- **TEXTE FOURNI**:
Dolores : Surtout que dans cet univers, il y a aussi La Petite Morte, Les Petites Morts, qui sont d’autres tomes de la série…
Davy Mourier : Oui, j’ai sorti il y a un mois Les Petites Morts, qui est le 5e tome de la série. Ça continue, mais rien n’égale le succès du premier tome, le La Petite Mort originel. C’est marrant, parce que c’est une trilogie La Petite Mort, et chaque fois que je vais quelque part je ne vends que le tome 1 ! Peut-être que c’est devenu culte d’une certaine manière, mais aussi l’histoire se conclut à la fin du tome 1 donc je pense que les gens ne ressentent pas forcément le besoin d’aller plus loin, narrativement parlant.
Dolores : Dans ta série animée de La Petite Mort, tu as de sacrés doubleurs vedettes ! Et surtout l’inénarrable Brigitte Lecordier, que tu avais d’ailleurs rencontrée pour la première fois au TGS… Y a toujours cette entente aussi cordiale entre vous après le lancement de la série ?
Davy Mourier : Avec Brigitte, c’est fou parce que on se connaissait pas, je l’ai croisée au TGS et je lui ai dit en coup de vent “j’aimerais faire un dessin animé avec toi” et elle a tout de suite dit “Oui, oui, oui !“. Ça se passe tellement bien avec elle que je l’ai aussi intégrée à la saison 2 de Reboot dans laquelle elle va faire des voix, et elle est venue m’engueuler ce matin car elle m’a dit “mais tu m’as payée ?“. Je lui ai dit “ ben oui, bien sûr, tu as eu un cachet, tu as travaillé pour la série”. Et en fait elle voulait le faire gratuitement, comme ça, juste pour me faire plaisir ! Quand j’étais en dédicace pour La Petite Mort, elle est venue avec moi, alors qu’elle était pas obligée de le faire. Elle fait tout pour que le projet de la série animée grandisse. Elle y met toute son énergie, du temps, de la passion… Y a énormément de gens qui sont fans de Brigitte et qui se mettent au dessin animé juste pour elle, elle a une aura énorme dans la communauté geek et elle s’en sert pour soutenir à fond le projet parce qu’elle l’adore. Je crois qu’elle s’éclate en fait ! C’est tellement génial, et Brigitte est une personne adorable et admirable.
Dolores : Tu as aussi un nouveau projet en tant que comédien, qui est la série The Cell dans laquelle tu joues un gardien de prison. Je me demandais ce que ce projet ajoutait comme corde à ton arc déjà énormément fourni au niveau de l’acting ?

- **Annotations de points sur images**:
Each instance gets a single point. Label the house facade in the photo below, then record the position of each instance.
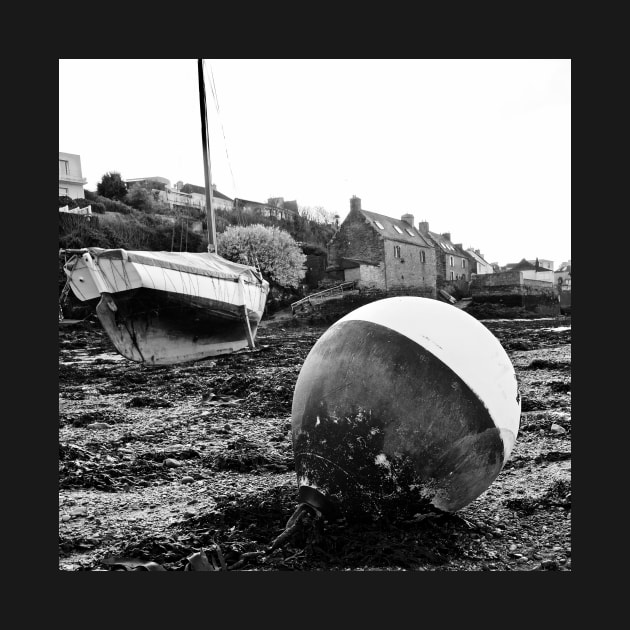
(479, 264)
(532, 270)
(381, 252)
(71, 180)
(452, 262)
(562, 275)
(275, 207)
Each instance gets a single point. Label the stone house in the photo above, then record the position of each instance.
(275, 207)
(381, 252)
(453, 263)
(562, 275)
(479, 264)
(532, 270)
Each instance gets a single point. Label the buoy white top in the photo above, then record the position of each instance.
(462, 343)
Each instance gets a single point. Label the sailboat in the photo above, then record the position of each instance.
(161, 308)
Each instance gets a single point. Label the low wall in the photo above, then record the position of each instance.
(510, 288)
(331, 310)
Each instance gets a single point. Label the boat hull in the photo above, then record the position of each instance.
(162, 308)
(160, 328)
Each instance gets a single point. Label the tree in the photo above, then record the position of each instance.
(140, 199)
(112, 186)
(278, 256)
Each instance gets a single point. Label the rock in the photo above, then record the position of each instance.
(78, 511)
(172, 463)
(557, 429)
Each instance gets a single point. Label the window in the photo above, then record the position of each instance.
(64, 167)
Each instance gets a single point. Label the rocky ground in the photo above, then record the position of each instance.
(191, 467)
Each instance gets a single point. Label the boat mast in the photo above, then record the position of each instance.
(212, 230)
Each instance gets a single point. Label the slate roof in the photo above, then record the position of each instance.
(446, 246)
(390, 232)
(200, 190)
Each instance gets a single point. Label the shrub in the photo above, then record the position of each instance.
(64, 200)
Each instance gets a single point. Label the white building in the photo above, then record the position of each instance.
(71, 180)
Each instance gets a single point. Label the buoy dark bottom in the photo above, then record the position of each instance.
(318, 500)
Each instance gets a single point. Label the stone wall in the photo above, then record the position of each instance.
(512, 289)
(355, 239)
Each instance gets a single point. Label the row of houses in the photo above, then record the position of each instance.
(371, 249)
(185, 197)
(388, 254)
(180, 197)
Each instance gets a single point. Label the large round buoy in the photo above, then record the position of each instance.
(408, 398)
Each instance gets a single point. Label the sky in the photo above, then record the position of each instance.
(478, 148)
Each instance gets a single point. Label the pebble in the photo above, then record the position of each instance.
(556, 428)
(172, 463)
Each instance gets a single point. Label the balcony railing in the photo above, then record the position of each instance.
(72, 179)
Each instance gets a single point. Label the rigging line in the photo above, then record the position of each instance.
(216, 102)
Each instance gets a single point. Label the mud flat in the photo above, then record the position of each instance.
(156, 464)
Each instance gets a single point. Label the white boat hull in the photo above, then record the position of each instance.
(157, 315)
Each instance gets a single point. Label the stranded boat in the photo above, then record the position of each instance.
(170, 307)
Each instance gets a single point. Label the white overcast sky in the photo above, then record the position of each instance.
(478, 148)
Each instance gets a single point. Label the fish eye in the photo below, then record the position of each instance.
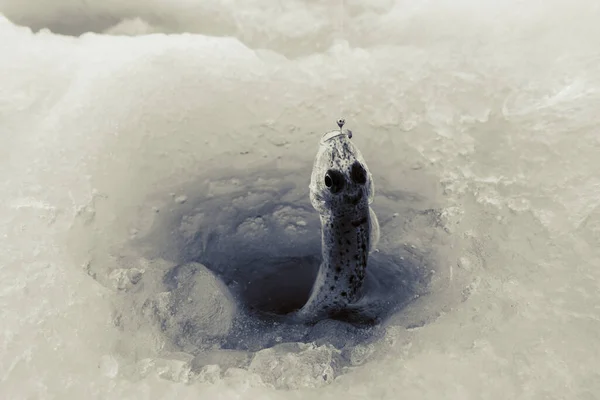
(334, 180)
(358, 173)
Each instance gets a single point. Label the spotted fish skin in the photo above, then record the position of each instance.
(341, 190)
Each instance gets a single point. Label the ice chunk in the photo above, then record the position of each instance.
(296, 365)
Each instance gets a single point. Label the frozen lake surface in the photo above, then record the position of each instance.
(154, 169)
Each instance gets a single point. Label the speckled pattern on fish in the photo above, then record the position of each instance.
(341, 190)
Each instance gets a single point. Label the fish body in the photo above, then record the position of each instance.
(341, 190)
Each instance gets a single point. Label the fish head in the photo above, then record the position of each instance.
(340, 180)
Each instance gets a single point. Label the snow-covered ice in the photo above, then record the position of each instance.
(154, 163)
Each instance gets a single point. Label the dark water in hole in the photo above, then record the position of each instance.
(264, 244)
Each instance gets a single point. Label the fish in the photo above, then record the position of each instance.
(341, 191)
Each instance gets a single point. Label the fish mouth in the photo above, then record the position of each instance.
(354, 200)
(333, 134)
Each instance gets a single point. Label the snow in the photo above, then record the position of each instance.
(135, 136)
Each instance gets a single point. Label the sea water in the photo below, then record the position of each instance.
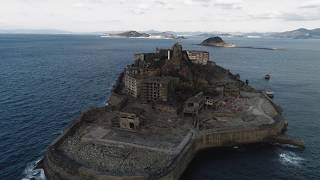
(48, 80)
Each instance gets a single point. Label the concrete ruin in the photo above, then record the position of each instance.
(145, 133)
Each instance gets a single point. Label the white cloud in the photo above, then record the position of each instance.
(310, 4)
(179, 15)
(229, 4)
(140, 9)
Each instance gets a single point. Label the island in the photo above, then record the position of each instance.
(164, 108)
(153, 35)
(217, 42)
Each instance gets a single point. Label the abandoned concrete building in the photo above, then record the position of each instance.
(231, 90)
(198, 57)
(156, 89)
(194, 104)
(131, 85)
(130, 119)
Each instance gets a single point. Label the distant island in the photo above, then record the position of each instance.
(217, 42)
(301, 33)
(165, 107)
(153, 35)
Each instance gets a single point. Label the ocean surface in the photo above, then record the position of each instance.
(48, 80)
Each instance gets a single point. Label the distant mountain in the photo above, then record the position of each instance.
(132, 34)
(214, 34)
(33, 31)
(301, 33)
(152, 34)
(216, 42)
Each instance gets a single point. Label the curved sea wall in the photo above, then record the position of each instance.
(58, 166)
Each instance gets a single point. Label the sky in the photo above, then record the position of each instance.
(162, 15)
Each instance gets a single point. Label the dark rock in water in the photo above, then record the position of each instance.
(133, 34)
(216, 41)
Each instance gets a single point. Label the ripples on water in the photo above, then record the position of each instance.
(46, 81)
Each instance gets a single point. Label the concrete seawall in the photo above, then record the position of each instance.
(58, 166)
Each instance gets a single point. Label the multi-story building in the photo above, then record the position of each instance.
(156, 89)
(131, 84)
(198, 57)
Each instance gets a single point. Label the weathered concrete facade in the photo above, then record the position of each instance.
(198, 57)
(143, 132)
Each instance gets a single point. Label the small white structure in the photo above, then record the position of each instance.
(129, 121)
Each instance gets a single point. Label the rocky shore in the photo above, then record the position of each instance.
(155, 136)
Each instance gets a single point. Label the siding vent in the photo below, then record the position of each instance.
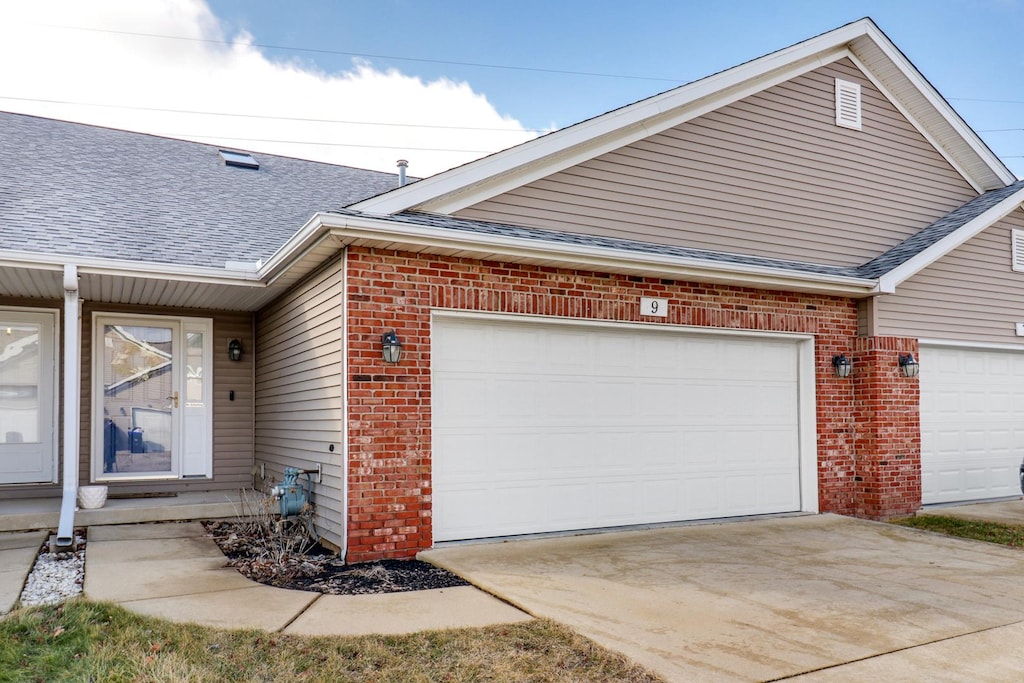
(240, 159)
(1018, 249)
(847, 103)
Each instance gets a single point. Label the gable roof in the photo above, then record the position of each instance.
(861, 41)
(71, 189)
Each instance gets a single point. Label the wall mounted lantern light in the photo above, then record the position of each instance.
(842, 365)
(908, 365)
(391, 347)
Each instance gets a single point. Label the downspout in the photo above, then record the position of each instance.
(344, 407)
(72, 406)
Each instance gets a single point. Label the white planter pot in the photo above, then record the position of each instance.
(91, 498)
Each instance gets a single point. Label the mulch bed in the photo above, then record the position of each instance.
(321, 570)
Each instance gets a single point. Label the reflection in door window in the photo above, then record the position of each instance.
(137, 398)
(194, 369)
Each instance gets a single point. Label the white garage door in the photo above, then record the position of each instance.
(972, 423)
(544, 427)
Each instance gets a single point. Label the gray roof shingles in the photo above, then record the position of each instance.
(869, 270)
(943, 227)
(503, 229)
(77, 189)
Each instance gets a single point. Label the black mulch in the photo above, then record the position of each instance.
(321, 570)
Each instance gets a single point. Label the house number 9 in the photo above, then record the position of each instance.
(656, 307)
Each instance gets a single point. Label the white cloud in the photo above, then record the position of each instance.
(46, 62)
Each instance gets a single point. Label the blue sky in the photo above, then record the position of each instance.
(969, 49)
(966, 48)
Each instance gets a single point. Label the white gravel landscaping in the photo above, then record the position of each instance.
(55, 577)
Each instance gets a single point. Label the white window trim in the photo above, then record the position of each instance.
(53, 400)
(184, 325)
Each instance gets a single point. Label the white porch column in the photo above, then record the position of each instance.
(72, 404)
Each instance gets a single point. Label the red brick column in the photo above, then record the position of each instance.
(887, 419)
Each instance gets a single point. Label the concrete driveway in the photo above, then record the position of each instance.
(1005, 512)
(829, 596)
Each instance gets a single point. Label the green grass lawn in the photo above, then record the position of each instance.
(1005, 535)
(87, 641)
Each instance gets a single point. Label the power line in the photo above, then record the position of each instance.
(291, 48)
(320, 143)
(267, 117)
(994, 101)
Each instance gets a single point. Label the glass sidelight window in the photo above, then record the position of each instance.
(28, 382)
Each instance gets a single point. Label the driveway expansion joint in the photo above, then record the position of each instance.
(301, 611)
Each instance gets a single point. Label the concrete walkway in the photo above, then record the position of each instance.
(771, 599)
(17, 554)
(174, 571)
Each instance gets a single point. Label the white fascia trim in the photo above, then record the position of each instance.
(352, 228)
(974, 182)
(889, 282)
(720, 88)
(940, 104)
(981, 346)
(304, 241)
(101, 266)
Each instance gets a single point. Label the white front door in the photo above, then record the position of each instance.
(28, 395)
(151, 397)
(543, 427)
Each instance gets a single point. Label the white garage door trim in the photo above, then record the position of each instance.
(804, 388)
(970, 459)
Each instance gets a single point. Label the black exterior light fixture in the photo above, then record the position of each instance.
(842, 365)
(391, 347)
(908, 365)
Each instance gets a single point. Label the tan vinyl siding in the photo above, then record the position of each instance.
(232, 421)
(299, 386)
(972, 294)
(771, 175)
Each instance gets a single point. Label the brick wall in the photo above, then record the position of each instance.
(887, 481)
(389, 406)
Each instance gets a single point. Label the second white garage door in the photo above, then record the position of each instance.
(972, 423)
(544, 427)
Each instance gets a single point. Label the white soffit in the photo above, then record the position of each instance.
(862, 40)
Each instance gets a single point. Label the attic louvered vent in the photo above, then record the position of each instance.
(1018, 249)
(240, 159)
(847, 104)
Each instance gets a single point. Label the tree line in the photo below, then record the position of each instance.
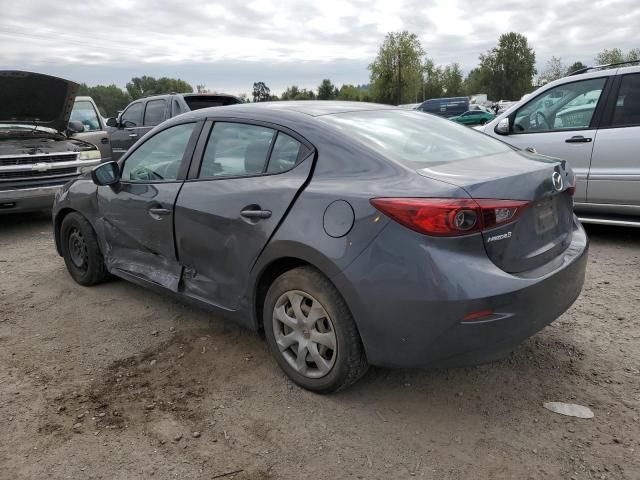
(401, 72)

- **CONSIGNE**: Pour chaque affirmation, répondez par oui ou non selon l'entretien sur La Petite Mort, et citez mot pour mot le passage qui tranche. (a) Les Petites Morts est le cinquième tome de la série. (b) Davy Mourier et Brigitte Lecordier se connaissaient déjà avant leur rencontre au TGS. (c) Brigitte Lecordier va faire des voix dans la saison 2 de Reboot.

- **RÉPONSE**:
(a) Oui : « Les Petites Morts, qui est le 5e tome de la série »
(b) Non : « on se connaissait pas, je l’ai croisée au TGS »
(c) Oui : « je l’ai aussi intégrée à la saison 2 de Reboot dans laquelle elle va faire des voix »